TEXT:
################

From: Ben Houston (ben@exocortex.org)
Date: Fri Jul 20 2001 - 16:38:59 MDT
You're not going to like my response.
>Really? Fine. I want to be able to access the PARSED source code, not
>the plaintext, from inside the program. Furthermore, I want to be able to
>alter the parsed source code, represented in a natural way (i.e., an
>expression is a tree and not a series of machine instructions). I want to
>be able to annotate any element in this tree, whether a branch or a leaf,
>with complex data structures of my own devising, including new data types
>of my own devising, without destroying the integrity of the existing data
>or preventing the code from executing. Any existing languages got that
>feature, which is simply first on the list?
You can add this feature to Java with a little work.
Basically you would need into integrate a Java decompiler and a Java
compiler into your program so that it can decompile and compile you programs
at run-time but that shouldn't be too hard - there are a lot of open source
Java decompilers and compilers. Without any changes to the Java compiler
you might lose the names of the non-exposed variables and functions but I
think that if you have control of the Java compiler you can keep them.
You'll probably want to turn off all the optimizations that the compiler can
do in order that the decompiled code looks like the original code.

################

DATA:

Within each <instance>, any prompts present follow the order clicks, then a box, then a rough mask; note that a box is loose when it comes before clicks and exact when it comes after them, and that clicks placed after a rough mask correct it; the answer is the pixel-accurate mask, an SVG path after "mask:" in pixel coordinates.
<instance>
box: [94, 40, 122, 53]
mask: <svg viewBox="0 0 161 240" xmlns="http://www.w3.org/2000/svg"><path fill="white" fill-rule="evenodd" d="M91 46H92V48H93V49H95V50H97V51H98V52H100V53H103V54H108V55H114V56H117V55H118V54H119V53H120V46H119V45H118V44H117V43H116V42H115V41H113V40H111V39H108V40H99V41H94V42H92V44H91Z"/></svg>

################

EXERCISE TASKS:
• 1. According to the Java decompiler post, why should the compiler's optimizations be turned off? Answer in one to three sentences.
• 2. Carry on the Java decompiler post from its last sentence, keeping its voice.
The data has no connection to the Java decompiler post.

ANSWERS FOR THE TASKS:
• 1. The compiler's optimizations should be turned off so that the decompiled code looks like the original code.

• 2.
How to implement this programmatically? I would suggest a "function lock"
or an "object lock" mechanisms kind to how one locks memory in a shared
memory system (although you could get the parse tree without locking it,
locking is only required for modifying it). During the time it is locked if
one tries to execute it an exception will be thrown. Soon as you unlock a
function or object it will be re-compiled. This would require a little
modification of the VM but not a huge amount. Java with it's introspection
capabilities already supports querying for an Objects exposed functions or
variables, this is just an extension to that.
I suspect that you can do this modification to C# as well but I am not
totally sure about that yet. They might have more protection against
de-compilers that Java did.
Cheers,
-ben houston
http://www.exocortex.org
-----Original Message-----
From: owner-sl4@sysopmind.com [mailto:owner-sl4@sysopmind.com]On Behalf Of
Eliezer S. Yudkowsky
Sent: Friday, July 20, 2001 5:58 PM
To: sl4@sysopmind.com
Subject: Re: Languages and AI
Ben Houston wrote:
>
> Hi Eliezer,
>
> I'd strongly recommend against creating a language. It will take way too
> much work and more probably will never get done. Also I have not yet seen
> any new features that are really driving you towards a new language.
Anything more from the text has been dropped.